(Point annotation rows)
======
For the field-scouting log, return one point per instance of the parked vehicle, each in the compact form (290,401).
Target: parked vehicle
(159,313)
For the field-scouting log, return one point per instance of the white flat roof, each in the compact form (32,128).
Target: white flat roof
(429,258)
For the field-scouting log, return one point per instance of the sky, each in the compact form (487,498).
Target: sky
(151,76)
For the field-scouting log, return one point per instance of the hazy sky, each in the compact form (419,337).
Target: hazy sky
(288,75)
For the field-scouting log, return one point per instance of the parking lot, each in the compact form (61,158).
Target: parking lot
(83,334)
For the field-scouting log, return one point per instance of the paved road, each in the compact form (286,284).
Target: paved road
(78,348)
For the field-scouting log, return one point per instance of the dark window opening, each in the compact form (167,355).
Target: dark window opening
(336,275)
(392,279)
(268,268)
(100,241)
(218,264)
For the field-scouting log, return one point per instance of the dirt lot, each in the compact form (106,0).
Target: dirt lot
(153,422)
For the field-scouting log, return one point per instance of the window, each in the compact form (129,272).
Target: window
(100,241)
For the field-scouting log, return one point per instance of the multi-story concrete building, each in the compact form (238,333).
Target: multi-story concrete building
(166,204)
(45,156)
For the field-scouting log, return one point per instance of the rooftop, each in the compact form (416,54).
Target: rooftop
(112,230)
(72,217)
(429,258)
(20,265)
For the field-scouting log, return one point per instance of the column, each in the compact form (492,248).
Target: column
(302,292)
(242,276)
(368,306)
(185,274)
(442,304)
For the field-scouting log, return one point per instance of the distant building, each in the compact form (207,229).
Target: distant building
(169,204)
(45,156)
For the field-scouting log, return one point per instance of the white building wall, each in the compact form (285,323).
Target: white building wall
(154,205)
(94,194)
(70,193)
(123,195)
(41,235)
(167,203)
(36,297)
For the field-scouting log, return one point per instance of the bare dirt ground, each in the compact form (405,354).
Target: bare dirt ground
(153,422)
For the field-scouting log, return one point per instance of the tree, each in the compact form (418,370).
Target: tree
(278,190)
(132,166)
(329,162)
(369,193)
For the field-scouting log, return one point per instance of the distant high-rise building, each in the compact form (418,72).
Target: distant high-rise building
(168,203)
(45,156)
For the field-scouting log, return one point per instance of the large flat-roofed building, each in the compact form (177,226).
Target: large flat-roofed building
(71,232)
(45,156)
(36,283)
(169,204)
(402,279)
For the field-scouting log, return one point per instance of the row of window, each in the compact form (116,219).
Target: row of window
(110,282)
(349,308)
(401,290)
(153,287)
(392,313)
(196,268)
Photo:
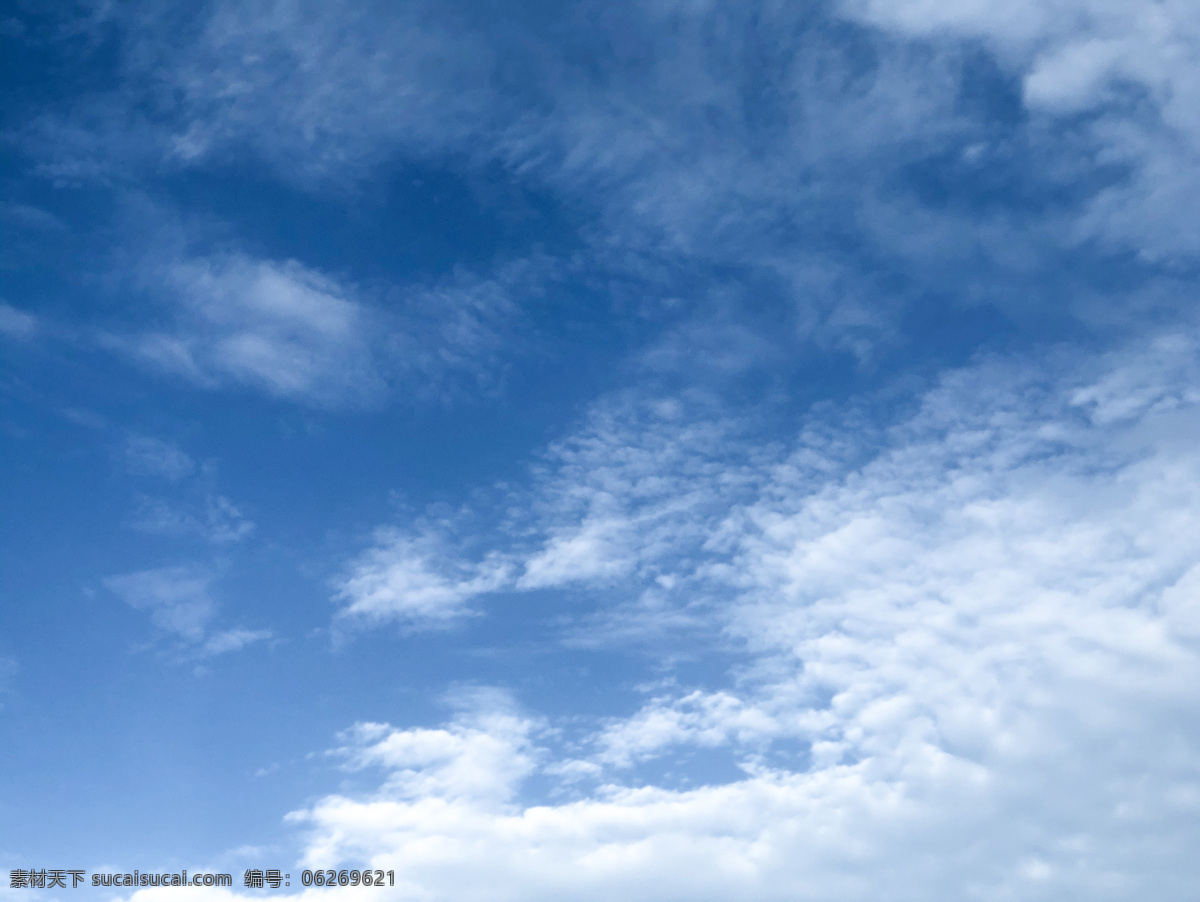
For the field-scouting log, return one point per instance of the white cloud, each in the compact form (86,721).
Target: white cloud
(977,643)
(232,641)
(148,456)
(276,326)
(17,324)
(177,597)
(413,578)
(1133,66)
(180,603)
======
- _Aim of the task_
Return the rows unchanged, starting at the line that contains "compact form (285,323)." and continuing through the last of the rows, with both ends included. Leave the pictures out of your answer.

- _Task result_
For the field-scouting log, return one point per instance of the white building wall, each in the compact form (285,323).
Target: white building wall
(154,205)
(94,194)
(70,193)
(123,195)
(41,235)
(167,203)
(36,297)
For the field-scouting log, return one point per instance of the bare dirt ground, each in the compact form (405,354).
Target: bare dirt ground
(153,422)
For the field-scouting log, return one point per instance of the tree, each in the compact form (418,370).
Target: tree
(278,190)
(132,166)
(329,162)
(369,193)
For the field-scouting log, return one point per instance of the distant high-rise building, each in the compact form (418,72).
Target: distant high-rise building
(168,203)
(45,156)
For the field-scouting log, return one point per instance of the large flat-roofed building, each in the compact form (177,226).
Target: large flat-roofed building
(71,232)
(45,156)
(36,283)
(169,204)
(402,279)
For the field-scouting log, return one point per instance of the row of window, each in the compact form (116,219).
Target: row of window
(110,282)
(349,308)
(401,290)
(153,287)
(392,313)
(196,268)
Photo:
For the field-scouting log, return one point per instance of the white cloud, each in the compact form (86,721).
Target: white cloud
(977,643)
(232,641)
(148,456)
(276,326)
(17,324)
(177,597)
(413,578)
(1133,66)
(180,603)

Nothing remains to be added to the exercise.